REQUIRED ACTION> Keep only the lines of the material below that contain the word "bright". Copy those lines.

DATA FOR THIS TASK>
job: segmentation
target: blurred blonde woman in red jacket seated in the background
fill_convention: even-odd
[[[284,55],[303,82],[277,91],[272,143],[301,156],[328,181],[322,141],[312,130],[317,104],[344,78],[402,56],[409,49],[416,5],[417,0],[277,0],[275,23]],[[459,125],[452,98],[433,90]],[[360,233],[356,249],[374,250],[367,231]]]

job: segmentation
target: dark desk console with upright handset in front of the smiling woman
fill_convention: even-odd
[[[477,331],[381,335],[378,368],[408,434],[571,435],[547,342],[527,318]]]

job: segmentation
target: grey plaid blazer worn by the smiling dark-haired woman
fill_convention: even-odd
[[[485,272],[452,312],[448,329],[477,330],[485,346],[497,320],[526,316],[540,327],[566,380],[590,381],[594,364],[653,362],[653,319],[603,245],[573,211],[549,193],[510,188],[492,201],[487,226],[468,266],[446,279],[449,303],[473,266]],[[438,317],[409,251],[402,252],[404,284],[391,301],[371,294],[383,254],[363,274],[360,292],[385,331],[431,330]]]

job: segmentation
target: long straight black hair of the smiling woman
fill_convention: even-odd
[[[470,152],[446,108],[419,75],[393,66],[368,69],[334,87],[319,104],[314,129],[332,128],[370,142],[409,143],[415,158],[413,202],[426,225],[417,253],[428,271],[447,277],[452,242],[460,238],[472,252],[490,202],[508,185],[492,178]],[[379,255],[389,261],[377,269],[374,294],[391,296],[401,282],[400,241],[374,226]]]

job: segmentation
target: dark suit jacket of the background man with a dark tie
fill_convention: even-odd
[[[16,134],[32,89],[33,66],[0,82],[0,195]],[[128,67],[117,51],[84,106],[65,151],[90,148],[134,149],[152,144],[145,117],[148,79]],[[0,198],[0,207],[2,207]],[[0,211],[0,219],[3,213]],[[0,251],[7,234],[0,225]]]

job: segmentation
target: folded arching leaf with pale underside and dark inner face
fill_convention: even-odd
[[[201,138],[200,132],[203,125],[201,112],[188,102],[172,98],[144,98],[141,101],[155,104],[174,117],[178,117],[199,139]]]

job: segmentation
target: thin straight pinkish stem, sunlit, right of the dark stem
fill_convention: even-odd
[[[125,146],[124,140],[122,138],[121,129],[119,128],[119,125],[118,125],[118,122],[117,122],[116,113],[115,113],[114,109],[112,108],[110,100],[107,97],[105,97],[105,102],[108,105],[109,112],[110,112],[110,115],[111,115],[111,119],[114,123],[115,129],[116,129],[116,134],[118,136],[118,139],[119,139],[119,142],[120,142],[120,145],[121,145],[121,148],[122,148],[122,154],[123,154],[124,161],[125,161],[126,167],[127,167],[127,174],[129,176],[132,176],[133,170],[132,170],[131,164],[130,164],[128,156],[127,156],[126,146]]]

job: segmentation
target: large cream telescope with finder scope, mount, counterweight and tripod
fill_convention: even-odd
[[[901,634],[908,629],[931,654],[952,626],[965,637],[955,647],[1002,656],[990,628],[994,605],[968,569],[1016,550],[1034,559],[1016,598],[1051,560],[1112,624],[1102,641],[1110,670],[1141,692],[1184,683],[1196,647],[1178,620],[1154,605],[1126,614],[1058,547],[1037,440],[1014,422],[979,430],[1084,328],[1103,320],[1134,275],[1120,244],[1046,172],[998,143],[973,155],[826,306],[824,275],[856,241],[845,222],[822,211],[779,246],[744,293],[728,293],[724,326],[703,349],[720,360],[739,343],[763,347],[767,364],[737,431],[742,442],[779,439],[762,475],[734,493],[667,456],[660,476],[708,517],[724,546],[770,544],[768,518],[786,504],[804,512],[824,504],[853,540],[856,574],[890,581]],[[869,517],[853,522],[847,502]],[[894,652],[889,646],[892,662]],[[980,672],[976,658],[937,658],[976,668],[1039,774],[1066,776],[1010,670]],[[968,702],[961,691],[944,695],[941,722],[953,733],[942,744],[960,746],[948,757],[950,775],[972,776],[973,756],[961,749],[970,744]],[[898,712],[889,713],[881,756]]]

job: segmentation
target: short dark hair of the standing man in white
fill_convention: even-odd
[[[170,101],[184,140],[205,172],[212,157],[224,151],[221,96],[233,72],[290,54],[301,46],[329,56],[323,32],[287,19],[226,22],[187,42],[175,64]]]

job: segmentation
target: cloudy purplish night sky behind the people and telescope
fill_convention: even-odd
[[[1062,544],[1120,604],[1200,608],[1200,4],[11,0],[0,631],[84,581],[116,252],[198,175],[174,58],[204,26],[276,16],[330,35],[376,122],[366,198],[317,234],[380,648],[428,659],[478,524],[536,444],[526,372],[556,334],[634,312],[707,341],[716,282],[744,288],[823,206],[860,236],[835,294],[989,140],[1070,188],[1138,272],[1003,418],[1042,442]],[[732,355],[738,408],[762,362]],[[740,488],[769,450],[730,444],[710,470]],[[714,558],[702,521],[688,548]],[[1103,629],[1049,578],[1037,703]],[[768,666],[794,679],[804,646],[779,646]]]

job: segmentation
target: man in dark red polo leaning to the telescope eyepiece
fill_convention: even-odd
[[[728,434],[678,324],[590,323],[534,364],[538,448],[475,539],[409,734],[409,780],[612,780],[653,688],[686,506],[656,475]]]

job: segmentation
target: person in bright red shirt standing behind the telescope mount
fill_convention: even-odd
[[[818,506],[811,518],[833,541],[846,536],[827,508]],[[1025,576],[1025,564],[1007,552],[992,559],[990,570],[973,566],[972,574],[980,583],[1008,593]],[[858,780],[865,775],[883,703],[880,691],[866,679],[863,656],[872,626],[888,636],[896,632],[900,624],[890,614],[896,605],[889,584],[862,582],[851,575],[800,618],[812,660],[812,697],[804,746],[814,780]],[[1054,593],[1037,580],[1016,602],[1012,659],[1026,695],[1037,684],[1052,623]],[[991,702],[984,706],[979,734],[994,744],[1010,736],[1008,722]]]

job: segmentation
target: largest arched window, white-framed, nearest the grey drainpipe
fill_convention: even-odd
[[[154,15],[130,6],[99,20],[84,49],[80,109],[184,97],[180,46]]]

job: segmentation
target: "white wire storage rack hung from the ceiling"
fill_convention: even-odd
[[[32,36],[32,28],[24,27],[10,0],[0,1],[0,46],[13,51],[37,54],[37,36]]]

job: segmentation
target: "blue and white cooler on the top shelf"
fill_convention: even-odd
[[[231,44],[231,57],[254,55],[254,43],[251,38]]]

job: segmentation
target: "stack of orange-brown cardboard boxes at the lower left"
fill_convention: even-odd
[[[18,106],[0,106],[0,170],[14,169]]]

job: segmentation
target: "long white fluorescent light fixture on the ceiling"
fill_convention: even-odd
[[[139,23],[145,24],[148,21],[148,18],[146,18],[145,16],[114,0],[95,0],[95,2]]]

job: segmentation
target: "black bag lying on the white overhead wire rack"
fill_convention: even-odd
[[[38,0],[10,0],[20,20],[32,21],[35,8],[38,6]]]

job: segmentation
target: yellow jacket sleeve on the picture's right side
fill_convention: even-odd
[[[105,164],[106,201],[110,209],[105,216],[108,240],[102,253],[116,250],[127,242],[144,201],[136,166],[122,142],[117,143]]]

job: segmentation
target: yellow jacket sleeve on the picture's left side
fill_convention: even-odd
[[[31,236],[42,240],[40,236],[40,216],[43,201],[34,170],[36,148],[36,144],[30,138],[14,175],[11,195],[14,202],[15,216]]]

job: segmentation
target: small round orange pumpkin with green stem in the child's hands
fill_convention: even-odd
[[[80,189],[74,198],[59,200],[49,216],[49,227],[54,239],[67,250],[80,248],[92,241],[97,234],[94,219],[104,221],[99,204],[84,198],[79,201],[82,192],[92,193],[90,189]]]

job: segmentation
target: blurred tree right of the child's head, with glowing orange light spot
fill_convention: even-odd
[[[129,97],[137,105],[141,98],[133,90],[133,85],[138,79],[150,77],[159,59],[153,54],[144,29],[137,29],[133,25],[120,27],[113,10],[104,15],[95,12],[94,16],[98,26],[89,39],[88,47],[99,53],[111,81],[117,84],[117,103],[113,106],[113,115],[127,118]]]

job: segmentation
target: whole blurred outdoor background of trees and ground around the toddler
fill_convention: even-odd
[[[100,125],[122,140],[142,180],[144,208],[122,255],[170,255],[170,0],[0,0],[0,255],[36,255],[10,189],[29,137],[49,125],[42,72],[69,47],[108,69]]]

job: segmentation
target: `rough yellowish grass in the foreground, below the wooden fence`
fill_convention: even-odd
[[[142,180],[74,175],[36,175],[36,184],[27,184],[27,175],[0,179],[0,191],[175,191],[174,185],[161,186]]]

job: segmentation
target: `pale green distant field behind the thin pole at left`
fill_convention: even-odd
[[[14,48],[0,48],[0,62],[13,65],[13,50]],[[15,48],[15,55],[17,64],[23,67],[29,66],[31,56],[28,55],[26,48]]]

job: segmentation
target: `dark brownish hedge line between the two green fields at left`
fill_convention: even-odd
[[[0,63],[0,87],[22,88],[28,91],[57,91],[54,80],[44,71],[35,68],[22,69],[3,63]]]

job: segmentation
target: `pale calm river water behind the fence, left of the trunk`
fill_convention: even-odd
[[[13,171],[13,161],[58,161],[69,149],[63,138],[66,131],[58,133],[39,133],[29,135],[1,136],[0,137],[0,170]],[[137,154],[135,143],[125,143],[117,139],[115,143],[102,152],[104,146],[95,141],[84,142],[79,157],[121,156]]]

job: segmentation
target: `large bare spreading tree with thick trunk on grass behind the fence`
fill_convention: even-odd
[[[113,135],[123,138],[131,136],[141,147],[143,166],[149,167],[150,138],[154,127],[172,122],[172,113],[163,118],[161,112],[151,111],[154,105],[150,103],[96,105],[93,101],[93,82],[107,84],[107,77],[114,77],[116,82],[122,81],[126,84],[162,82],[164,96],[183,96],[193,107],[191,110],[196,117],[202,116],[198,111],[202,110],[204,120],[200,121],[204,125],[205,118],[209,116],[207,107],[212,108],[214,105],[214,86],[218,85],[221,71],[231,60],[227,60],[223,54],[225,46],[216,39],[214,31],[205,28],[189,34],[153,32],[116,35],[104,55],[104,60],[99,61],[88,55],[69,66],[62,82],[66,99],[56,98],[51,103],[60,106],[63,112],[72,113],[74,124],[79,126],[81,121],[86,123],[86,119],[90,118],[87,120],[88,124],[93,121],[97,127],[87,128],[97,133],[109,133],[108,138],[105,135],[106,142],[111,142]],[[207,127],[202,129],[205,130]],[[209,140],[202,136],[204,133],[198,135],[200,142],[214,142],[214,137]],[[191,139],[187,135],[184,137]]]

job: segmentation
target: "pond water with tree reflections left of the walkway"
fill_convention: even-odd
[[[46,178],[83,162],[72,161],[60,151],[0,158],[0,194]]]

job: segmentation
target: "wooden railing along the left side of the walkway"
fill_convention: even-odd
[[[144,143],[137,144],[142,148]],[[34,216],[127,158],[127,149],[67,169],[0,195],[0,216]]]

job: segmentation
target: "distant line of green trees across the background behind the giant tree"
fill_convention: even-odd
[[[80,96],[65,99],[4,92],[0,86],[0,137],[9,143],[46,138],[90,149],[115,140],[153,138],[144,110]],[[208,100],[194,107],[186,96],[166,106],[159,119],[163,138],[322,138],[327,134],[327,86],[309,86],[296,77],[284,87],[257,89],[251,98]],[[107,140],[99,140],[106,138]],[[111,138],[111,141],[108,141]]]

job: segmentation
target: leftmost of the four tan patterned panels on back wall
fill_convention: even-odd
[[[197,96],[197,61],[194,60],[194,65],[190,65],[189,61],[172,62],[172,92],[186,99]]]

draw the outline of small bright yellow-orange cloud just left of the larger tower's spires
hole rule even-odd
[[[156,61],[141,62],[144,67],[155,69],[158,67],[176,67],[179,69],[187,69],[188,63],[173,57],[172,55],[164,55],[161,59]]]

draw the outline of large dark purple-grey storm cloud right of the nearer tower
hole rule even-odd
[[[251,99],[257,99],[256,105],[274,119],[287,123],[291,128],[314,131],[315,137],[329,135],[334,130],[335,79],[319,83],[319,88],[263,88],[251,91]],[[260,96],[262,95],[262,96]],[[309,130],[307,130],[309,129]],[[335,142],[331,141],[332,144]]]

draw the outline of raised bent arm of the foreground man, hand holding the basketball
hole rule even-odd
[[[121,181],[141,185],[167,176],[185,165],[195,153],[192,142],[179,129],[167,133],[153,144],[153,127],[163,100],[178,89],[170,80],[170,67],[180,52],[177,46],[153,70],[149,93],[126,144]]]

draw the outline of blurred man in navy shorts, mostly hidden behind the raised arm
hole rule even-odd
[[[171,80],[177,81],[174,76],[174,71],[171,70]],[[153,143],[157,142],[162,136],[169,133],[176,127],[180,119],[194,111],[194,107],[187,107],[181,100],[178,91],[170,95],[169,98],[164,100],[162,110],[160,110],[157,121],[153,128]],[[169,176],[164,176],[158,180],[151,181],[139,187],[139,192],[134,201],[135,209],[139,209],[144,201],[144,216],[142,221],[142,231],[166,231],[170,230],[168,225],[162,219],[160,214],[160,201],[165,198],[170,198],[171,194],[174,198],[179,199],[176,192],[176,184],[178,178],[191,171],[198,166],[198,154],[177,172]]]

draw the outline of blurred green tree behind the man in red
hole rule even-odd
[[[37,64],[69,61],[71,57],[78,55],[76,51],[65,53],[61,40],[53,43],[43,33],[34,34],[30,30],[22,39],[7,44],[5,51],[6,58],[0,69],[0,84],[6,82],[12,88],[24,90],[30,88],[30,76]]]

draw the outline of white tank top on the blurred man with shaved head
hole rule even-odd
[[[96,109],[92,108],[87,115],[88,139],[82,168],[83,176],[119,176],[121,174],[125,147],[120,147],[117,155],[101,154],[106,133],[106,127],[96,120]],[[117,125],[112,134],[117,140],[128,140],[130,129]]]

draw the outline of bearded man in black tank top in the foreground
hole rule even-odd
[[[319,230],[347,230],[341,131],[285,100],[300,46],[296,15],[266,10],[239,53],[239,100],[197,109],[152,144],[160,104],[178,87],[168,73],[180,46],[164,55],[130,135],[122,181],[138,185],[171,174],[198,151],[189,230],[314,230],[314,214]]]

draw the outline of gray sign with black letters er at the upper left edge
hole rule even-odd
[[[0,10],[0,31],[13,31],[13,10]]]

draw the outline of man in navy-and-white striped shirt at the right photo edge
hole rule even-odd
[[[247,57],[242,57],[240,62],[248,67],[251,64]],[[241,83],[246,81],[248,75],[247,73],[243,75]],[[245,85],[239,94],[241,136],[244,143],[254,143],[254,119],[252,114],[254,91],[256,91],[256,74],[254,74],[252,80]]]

TASK OUTPUT>
target: person in bright red shirt standing behind the telescope mount
draw the outline of small bright yellow-orange cloud just left of the larger tower's spires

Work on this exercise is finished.